= TASK OBJECTIVE =
Begin at the line that has "Tag every instance of the tree" and stop after the last line of the records, then write out those lines again, requests included. Multiply every coordinate in the answers by 0.9 and round to whole numbers, with halves rounded up.

= SOURCE DATA =
════════════════

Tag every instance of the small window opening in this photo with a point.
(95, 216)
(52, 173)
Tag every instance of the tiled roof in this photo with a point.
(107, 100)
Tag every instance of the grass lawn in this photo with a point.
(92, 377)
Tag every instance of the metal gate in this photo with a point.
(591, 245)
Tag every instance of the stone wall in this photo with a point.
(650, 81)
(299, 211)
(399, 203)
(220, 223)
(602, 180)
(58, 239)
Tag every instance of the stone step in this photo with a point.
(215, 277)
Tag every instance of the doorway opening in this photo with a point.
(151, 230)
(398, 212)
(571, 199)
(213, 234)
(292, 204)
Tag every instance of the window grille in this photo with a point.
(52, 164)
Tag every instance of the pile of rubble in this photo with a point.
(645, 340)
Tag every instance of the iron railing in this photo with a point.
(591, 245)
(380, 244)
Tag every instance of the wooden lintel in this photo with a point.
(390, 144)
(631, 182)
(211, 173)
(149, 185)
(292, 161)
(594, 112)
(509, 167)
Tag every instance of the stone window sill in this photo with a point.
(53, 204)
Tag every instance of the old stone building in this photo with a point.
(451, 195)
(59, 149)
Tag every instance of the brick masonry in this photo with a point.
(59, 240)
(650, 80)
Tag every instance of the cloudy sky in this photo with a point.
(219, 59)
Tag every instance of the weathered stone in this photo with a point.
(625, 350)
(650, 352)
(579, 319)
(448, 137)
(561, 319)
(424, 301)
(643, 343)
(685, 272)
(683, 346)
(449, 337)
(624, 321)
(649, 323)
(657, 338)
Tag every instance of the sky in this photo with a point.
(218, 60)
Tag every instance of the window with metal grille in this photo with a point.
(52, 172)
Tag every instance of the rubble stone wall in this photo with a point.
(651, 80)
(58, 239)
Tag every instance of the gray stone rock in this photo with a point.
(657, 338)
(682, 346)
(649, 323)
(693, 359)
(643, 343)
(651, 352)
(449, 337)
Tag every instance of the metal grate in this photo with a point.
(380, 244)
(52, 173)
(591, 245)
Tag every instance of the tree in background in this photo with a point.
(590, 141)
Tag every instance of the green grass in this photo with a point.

════════════════

= SOLUTION TO THIS PROBLEM =
Tag every instance of the tree in background in this photo with a point.
(531, 127)
Tag every instance of the green grass in this photo with a point.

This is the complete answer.